### EXTRAIT À LIRE
________________________

Alors un revenu de base universel fonctionnerait à merveille dans un cadre permettant à tout le monde de travailler et de choisir son domaine : si je veux être professeure, je dois pouvoir être professeure, si je veux être menuisière, je devrais pouvoir être menuisière, si je veux être paysanne, je devrais avoir le droit d’être paysanne et, par conséquent, il faudrait une égalité des opportunités, au lieu de l’inégalité actuelle dans laquelle 1 % des gens contrôle toute la richesse du monde et accorde aux 99 % restant·es quelques miettes. Voilà pourquoi le revenu universel de base impliquerait aussi le logement comme bien commun : nous devrions pouvoir payer pour avoir un endroit où vivre. Regardez ce qui s’est passé en Espagne après la crise financière de 2008 : les gens ont perdu leur maison. Qu’est-ce qui se passe aux États-Unis ? Les gens sont en train de perdre leur logement. Nous ne pouvons pas avoir des personnes sans abri et avoir un revenu de base. Il faut d’abord avoir un endroit où vivre, un droit à l’alimentation, un droit à l’eau, à l’éducation, à un minimum d’énergie, tout cela combiné. Dans ce contexte, le revenu vient s’ajouter, car le revenu n’est pas la seule valeur. L’argent est devenu le seul étalon de la valeur. Il a dévalorisé la nature, il a dévalorisé le travail des femmes. Nous avons besoin d’une diversité des valeurs : la valeur d’un bois sacré, d’une forêt sacrée. Quelque chose de sacré, c’est quelque chose qui a de la valeur, même si ce n’est pas en termes monétaires. Cela signifie qu’on ne peut pas toucher à la forêt, qu’on ne peut pas toucher à une source sacrée. Il faut donc que le travail de la nature soit valorisé, que le travail des femmes soit valorisé, respecté et reconnu pour tout ce qu’il apporte. Sans le travail des femmes, la société ne tiendrait pas, c’est le travail le plus important.

Comme nous vivons dans une économie dominée par le marché, le revenu de base compte ; mais l’économie de marché n’est pas présente partout. Dans une culture autochtone, dans une économie paysanne, le droit aux semences, le droit à la terre, le droit à l’alimentation sont importantes pour pouvoir vivre et avoir des moyens de subsistance.

Pour terminer, en continuant d’examiner le futur, pour vous, où réside l’espoir ?

________________________

### LES DONNÉES
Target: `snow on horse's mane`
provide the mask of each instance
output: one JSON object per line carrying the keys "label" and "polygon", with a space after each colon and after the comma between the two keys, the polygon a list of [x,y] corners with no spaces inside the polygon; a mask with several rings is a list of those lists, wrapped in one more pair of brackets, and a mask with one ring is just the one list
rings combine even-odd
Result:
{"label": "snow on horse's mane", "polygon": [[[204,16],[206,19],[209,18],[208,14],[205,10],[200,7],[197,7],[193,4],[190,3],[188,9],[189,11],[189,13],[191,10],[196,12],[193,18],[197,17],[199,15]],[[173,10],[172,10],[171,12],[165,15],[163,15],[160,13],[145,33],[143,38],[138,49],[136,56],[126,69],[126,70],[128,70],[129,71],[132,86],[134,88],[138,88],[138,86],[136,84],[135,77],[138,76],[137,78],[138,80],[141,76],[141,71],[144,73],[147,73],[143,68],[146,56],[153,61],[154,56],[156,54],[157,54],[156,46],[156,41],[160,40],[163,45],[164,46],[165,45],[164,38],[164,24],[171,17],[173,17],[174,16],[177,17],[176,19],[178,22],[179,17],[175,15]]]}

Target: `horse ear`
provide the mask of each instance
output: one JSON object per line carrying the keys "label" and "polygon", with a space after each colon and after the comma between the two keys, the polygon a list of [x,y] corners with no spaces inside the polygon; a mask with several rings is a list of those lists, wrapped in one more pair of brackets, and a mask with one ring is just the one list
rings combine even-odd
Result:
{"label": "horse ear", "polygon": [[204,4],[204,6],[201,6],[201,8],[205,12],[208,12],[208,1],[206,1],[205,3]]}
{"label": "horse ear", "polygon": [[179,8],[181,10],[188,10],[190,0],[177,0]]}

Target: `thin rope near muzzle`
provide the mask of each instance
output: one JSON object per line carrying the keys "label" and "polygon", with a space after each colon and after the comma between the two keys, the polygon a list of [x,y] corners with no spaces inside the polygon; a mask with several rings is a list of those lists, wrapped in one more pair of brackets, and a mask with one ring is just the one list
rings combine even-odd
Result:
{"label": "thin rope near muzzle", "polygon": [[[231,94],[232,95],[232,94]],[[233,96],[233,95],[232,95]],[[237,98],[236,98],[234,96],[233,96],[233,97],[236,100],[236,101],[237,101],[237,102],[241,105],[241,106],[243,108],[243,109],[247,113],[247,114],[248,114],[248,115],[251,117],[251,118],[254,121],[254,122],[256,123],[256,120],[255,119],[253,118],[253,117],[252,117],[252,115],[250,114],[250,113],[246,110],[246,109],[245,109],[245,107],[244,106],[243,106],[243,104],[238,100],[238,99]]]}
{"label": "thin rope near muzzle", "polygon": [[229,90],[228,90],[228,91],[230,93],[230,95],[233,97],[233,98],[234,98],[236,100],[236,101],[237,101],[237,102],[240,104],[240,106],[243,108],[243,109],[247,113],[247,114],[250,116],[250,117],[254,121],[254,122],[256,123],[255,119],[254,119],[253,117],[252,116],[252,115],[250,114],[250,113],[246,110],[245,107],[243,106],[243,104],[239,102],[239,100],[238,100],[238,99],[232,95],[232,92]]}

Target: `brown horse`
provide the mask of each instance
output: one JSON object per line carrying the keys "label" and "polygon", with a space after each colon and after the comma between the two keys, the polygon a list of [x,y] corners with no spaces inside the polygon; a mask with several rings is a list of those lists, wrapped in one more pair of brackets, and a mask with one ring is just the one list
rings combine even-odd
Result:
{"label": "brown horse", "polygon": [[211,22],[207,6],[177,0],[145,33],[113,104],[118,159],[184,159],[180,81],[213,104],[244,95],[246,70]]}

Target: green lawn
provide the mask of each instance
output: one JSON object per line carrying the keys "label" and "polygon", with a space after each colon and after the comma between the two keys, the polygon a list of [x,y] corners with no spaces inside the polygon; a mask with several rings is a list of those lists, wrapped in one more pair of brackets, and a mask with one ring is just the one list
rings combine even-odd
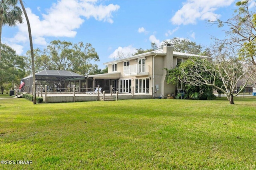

________________________

### LISTE DES ACTIVITÉS
(1) Dans l'extrait sur le revenu de base, relevez tout ce qu'il faut avoir selon la phrase qui commence par « Il faut d'abord avoir ».
(2) D'après l'extrait sur le revenu de base, qu'est-il arrivé aux gens en Espagne après la crise financière de 2008 ?
(3) Poursuivez l'extrait sur le revenu de base à la suite de sa dernière phrase.

### CORRIGÉ DES ACTIVITÉS
(1) Un endroit où vivre, un droit à l'alimentation, un droit à l'eau, à l'éducation et à un minimum d'énergie.

(2) Ils ont perdu leur maison.

(3)
Où est-ce que je trouve de l’espoir ? Et bien, je cultive l’espoir, je le cultive en plantant une graine, et cette graine me donne de l’espoir.

Prenez une toute petite graine, les graines de moutarde, qui sont si petites, ou les graines de millet si minuscules, en quelques semaines, elles commencent à croître et un plant de millet peut atteindre cette hauteur, une plante de moutarde peut donner un millier de graines. Ce pouvoir de création, ce pouvoir qui nous permet de créer avec la Terre, c’est cela qui me donne de l’espoir. Ce n’est pas une idée imaginaire mais une réalité, une pratique, une collaboration à laquelle nous pouvons travailler avec la terre pour créer un futur au lieu de détruire la terre pour détruire notre avenir. Cette possibilité est à notre portée en tant qu’espèce humaine.

Beaucoup de personnes dans le monde suivent vos principes. Comment se développe votre mouvement ?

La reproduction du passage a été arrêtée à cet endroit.